An Interview With Professional Sim Racer Nils Naujoks
With movies such as Steven Lisberger's Tron, the idea of being completely immersed in a digital world with the intention of racing was the stuff of sci-fi back when it was released in 1982. However, merely seven years later, racing simulations, or Sim Racing, was born. Now in 2020, technology is so advanced that we no longer have to look to fiction to see where we're heading - the future is now.
With hyper-realistic visuals and home setups that would make even Marty McFly's eyes water, it's no longer a game. It's a physical event.
However, the game itself is now becoming meta, with luxury car manufacturers such as Lamborghini realising the true potential of esports as a logical step forward, ensuring their brand isn't left behind at the starting line. Their competition aims to blend the real world and the virtual world into one sporting event. The game is also used by official Lamborghini Squadra Corse test and race drivers in their real-life prep.
GGRecon sat down (digitally) with Nils Naujoks (aka n1lyn), a professional sim racer since 2003 and now manager of Red Bull Racing Esports as well as G2 Sim Racing to discuss Lamborghini's The Real Race - a global esports competition open to Assetto Corsa Competizione players of all levels.
Nils explained: "The Real Race was organised by Lamborghini, and they’re looking to give Sim Racers the opportunity to race, or to drive, in a real car – at least get a test. And since I was missing out last year on a similar opportunity, I thought I’d make this my shot this year,
"At the start of last year, I was at the Race of Champions, that they extended to an esports competition, and for people qualified to be invited to Mexico to be in the normal race. Then we had a competition amongst the Sim Racers in the real cars, where the first of us would get to compete in the Race of Champions with the actual champions."
Until this point, Nils had never driven any kind of vehicle on a race track, let alone a race car: "When we were in Mexico I think I was more surprised, I mean, I was always overly confident we could do it, but actually being able to transition quite quickly to the real car and just doing similar inputs and kind of assuming the same reaction and predicting the car in a way that was very interesting."

- - - - - - -

* Written exercise
Tell whether each statement agrees with the interview with Nils Naujoks, giving yes or no and quoting the deciding words: (a) sim racing was born seven years after Tron came out in 1982; (b) The Real Race is open only to professional Assetto Corsa Competizione players; (c) before the Mexico event, Nils had already driven race cars on a track.

* Listed records
- - - - - - -

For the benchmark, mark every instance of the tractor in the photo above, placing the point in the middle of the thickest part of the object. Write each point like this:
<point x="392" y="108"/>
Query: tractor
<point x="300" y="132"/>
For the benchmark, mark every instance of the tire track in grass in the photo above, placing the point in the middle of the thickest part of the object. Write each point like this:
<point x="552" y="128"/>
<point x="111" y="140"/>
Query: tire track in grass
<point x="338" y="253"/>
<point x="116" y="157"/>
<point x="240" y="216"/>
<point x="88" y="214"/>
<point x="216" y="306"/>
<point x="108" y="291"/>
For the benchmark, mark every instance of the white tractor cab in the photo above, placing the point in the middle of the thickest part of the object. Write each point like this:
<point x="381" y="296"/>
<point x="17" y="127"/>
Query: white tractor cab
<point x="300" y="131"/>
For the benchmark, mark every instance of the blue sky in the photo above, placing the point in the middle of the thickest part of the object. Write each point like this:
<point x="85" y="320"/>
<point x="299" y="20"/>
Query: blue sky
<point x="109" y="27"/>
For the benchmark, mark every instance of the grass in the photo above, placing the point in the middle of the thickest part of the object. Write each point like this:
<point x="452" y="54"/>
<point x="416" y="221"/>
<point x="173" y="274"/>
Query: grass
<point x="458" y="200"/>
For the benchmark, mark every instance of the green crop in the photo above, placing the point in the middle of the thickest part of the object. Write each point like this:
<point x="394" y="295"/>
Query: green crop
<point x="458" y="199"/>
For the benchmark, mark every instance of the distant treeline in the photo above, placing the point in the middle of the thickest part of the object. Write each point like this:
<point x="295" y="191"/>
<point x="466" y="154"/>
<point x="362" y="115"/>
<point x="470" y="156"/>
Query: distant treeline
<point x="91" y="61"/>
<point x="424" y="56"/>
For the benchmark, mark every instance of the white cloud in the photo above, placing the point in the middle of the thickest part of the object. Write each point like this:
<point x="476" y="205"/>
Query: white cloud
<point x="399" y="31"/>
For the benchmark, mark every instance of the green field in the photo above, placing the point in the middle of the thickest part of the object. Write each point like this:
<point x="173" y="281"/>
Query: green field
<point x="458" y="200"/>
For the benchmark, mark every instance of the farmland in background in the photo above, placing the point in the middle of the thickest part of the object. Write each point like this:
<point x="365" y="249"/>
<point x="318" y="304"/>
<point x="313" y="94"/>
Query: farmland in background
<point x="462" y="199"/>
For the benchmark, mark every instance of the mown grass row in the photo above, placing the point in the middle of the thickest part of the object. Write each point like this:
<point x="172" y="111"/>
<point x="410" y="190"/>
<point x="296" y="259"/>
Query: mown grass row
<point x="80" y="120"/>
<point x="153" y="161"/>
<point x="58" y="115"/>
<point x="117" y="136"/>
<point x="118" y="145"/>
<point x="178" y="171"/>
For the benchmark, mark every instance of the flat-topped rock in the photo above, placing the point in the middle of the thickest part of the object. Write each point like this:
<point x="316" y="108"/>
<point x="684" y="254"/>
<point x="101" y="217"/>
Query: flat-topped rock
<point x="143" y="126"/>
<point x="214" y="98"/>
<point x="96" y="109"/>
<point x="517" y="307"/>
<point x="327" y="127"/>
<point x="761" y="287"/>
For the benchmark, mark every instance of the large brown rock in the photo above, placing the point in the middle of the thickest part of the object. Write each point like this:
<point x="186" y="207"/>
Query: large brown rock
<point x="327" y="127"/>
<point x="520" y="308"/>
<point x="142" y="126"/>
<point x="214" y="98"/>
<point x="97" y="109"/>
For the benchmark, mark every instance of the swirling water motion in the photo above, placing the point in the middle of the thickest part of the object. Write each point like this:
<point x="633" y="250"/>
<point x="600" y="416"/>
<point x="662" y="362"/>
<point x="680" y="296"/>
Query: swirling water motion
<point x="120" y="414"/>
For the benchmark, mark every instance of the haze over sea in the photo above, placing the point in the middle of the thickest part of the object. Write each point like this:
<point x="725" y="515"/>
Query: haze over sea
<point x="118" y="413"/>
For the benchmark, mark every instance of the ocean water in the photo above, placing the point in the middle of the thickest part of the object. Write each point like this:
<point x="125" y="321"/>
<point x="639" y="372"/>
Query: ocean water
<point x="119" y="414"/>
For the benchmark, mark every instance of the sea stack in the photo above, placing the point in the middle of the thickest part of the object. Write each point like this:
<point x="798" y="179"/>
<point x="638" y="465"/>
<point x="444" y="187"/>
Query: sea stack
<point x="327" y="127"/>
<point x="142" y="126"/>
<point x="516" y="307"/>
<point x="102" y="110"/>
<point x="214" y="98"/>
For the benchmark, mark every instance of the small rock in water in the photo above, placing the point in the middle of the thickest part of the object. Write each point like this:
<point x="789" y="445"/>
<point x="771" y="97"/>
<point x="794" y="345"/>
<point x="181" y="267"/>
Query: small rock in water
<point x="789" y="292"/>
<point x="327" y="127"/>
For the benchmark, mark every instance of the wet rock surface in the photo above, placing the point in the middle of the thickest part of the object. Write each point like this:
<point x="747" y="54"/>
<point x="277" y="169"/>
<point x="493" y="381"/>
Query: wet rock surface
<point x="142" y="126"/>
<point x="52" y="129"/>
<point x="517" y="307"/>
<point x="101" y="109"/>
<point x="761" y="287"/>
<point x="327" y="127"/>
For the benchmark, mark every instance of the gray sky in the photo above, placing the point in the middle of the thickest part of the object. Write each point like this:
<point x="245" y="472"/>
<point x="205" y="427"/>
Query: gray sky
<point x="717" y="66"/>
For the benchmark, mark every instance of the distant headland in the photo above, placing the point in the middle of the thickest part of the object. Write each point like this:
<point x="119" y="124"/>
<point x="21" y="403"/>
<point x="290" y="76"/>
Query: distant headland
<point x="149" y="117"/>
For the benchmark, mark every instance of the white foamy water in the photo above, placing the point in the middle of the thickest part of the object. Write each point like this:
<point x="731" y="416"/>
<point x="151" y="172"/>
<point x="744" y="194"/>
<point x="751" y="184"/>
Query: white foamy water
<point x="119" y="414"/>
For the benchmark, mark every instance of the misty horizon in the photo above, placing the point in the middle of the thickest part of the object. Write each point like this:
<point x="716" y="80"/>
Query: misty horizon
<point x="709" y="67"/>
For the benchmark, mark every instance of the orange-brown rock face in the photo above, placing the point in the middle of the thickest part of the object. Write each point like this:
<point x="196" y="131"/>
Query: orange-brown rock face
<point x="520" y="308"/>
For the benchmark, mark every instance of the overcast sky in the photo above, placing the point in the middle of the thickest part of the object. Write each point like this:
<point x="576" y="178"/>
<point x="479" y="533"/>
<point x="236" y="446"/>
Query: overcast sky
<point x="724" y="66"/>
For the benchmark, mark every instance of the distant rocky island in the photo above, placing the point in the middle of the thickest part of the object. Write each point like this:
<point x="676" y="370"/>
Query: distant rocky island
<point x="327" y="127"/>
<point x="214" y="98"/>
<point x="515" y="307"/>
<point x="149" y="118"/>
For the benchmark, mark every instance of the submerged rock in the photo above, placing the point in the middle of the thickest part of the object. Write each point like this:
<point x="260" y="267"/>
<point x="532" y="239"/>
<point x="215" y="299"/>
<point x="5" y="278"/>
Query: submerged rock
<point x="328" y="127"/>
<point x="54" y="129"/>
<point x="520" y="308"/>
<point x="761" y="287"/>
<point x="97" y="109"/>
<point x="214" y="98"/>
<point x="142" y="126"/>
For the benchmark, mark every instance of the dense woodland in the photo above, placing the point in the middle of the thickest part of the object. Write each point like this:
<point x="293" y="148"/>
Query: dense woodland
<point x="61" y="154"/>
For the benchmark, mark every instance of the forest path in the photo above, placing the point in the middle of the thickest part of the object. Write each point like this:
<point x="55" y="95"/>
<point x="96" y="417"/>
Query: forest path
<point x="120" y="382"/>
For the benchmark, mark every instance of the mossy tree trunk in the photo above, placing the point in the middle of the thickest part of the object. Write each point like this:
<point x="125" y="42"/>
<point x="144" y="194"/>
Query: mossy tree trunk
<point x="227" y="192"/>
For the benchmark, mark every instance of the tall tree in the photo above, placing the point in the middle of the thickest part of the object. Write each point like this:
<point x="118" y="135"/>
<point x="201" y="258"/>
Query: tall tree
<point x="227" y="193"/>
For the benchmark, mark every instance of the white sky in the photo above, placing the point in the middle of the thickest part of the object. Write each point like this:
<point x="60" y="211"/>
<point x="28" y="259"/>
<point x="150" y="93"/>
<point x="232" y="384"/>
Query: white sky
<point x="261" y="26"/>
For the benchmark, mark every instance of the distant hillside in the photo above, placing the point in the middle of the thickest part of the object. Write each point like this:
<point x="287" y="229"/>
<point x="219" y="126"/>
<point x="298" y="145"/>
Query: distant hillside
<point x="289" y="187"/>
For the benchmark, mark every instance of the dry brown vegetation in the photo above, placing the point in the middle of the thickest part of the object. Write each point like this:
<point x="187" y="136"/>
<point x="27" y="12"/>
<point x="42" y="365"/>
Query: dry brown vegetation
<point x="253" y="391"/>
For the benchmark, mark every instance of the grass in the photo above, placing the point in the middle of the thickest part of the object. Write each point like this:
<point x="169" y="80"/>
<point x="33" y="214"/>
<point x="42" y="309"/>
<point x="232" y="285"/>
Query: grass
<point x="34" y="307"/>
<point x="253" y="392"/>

- - - - - - -

* Output for this exercise
(a) Yes: "However, merely seven years later, racing simulations, or Sim Racing, was born."
(b) No: "open to Assetto Corsa Competizione players of all levels"
(c) No: "Until this point, Nils had never driven any kind of vehicle on a race track, let alone a race car"